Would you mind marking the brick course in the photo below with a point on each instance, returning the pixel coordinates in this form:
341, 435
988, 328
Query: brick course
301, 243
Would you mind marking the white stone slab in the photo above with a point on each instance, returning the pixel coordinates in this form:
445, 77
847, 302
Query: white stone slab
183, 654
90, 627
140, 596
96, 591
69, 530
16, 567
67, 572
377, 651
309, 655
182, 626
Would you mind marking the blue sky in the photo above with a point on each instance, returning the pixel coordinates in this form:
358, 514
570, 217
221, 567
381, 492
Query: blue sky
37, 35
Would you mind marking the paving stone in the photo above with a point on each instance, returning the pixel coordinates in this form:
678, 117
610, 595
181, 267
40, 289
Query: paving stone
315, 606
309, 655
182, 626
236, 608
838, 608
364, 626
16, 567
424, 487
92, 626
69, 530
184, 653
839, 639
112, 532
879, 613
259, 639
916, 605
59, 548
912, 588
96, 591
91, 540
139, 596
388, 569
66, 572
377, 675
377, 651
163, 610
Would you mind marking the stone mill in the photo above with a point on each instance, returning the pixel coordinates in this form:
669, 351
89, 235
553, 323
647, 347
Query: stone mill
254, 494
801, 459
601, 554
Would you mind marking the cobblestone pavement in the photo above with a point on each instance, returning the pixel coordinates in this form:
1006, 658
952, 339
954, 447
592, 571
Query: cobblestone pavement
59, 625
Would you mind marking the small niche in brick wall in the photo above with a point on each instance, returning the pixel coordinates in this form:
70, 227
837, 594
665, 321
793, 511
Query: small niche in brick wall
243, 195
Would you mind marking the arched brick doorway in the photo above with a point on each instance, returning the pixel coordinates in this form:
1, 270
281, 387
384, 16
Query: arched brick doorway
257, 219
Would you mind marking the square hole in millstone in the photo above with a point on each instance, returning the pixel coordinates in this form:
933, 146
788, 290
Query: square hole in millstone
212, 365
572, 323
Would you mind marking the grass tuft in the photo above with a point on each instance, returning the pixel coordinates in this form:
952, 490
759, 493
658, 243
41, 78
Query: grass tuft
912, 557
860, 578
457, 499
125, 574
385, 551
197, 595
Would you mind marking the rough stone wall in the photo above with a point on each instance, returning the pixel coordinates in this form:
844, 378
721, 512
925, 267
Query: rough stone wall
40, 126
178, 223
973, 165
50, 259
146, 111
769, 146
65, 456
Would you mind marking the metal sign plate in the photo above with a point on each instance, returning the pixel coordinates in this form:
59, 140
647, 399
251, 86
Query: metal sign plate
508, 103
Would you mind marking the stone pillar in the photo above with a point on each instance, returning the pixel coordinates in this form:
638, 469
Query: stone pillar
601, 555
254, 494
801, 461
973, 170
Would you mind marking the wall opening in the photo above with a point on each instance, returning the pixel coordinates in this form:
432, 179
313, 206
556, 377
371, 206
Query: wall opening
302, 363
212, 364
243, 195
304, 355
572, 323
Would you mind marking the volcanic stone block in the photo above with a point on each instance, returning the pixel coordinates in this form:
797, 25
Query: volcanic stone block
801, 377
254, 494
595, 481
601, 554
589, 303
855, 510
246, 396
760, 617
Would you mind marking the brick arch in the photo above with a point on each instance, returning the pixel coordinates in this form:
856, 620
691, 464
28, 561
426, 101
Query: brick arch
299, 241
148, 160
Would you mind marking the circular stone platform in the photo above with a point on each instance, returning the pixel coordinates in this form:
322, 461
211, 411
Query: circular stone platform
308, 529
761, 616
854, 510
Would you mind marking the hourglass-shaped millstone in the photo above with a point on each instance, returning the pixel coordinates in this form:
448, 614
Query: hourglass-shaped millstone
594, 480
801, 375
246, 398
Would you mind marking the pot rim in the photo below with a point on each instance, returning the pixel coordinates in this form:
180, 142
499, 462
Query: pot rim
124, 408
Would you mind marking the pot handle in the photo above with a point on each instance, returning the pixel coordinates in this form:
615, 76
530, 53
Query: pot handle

══════

**WRITTEN REQUEST**.
Exactly as written, give again every line from the one containing "Would you mind marking the hourglass-shaped" through the last line of the material above, and no other lines.

**EXERCISE RESPONSE**.
Would you mind marking the hourglass-shaped millstone in the photo above with a point on each instance, returning the pixel coordinates in this form:
448, 614
Query: hourglass-shaped millstone
594, 480
801, 375
246, 398
Would you mind marking the pot rim in the photo below with a point on each instance, returning the pixel coordinates in this form:
180, 142
499, 462
Query: pot rim
124, 408
Would you mind marking the pot handle in the photo above with a point on each instance, returning the pixel coordinates in this form:
615, 76
530, 53
Query: pot handle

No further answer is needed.